§ Exercise prompt: Write out the records below once more, exactly and completely.

[Collected data entries]
————————

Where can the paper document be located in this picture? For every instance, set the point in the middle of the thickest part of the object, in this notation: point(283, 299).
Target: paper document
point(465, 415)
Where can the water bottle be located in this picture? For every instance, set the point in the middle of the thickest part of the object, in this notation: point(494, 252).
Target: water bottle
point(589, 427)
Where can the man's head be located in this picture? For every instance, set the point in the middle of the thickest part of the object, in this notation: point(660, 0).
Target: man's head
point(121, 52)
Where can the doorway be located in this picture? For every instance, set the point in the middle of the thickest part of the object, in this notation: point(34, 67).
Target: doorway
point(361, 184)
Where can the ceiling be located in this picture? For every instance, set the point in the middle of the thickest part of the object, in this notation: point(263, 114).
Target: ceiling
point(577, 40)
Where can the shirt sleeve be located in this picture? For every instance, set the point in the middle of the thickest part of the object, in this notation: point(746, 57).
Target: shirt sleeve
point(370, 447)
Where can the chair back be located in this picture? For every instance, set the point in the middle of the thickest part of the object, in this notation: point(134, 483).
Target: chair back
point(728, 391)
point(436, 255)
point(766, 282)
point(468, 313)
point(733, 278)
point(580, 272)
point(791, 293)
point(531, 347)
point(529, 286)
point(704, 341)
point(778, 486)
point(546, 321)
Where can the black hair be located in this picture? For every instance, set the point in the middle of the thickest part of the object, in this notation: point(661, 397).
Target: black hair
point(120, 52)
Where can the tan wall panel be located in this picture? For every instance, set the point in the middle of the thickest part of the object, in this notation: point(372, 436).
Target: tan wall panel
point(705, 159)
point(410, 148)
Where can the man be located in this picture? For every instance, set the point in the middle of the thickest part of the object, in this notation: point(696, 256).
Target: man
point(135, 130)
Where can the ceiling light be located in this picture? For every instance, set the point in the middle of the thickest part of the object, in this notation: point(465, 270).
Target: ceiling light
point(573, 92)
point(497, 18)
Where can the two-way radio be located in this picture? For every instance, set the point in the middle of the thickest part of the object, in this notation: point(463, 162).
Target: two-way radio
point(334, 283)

————————

§ Your response:
Where can the paper document be located in this picture? For every instance, set the point in the middle of the thickest part of the object, in this notation: point(283, 299).
Target: paper document
point(465, 415)
Where can the water bottle be located in this picture? For every instance, set the point in the middle of the thickest part of the object, in this notation: point(494, 252).
Target: water bottle
point(589, 427)
Where can the man's head be located in this picture? For every instance, set the point in the middle of the thickest part of the object, in this notation: point(660, 0).
Target: man's head
point(121, 52)
Where can the doorway be located in this picture? For every instance, set the point in the middle of the thickest part of the object, in this notation: point(34, 67).
Target: doorway
point(361, 184)
Where can the ceiling be located in this picture? For every instance, set the point in the middle of the thickest part of the object, in this notation: point(263, 114).
Target: ceiling
point(577, 40)
Where can the shirt sleeve be located in this picture? For every instance, set the point in the middle of the thickest part of the object, in this notation: point(746, 57).
Target: shirt sleeve
point(370, 447)
Where can the chair back be located in this picture? For every instance, set the point in the middle of the thickest part of the object, in this notation: point(134, 483).
Target: chair back
point(728, 391)
point(436, 255)
point(766, 282)
point(468, 313)
point(733, 278)
point(580, 272)
point(791, 293)
point(531, 347)
point(529, 286)
point(704, 341)
point(778, 486)
point(546, 321)
Where can the black hair be located in this picture? For every instance, set the point in the middle of the thickest part of the object, in this notation: point(661, 397).
Target: black hair
point(120, 52)
Where can the tan wall panel be located in this picture? For every instance, set the point in the middle of the thickest part of the object, in this notation: point(372, 436).
Target: tan wall panel
point(705, 159)
point(410, 148)
Where can the man be located in this picture? For every instance, set the point in the middle of the thickest part of the object, in this notation: point(696, 256).
Target: man
point(135, 130)
Where can the ceiling light be located in this picture? For every instance, set the point in the middle of the thickest part of the object, in this notation: point(465, 270).
Target: ceiling light
point(573, 92)
point(497, 18)
Where can the two-way radio be located in this picture? For every instance, set the point in the middle of the thickest part of the object, in this notation: point(463, 162).
Target: two-way radio
point(334, 283)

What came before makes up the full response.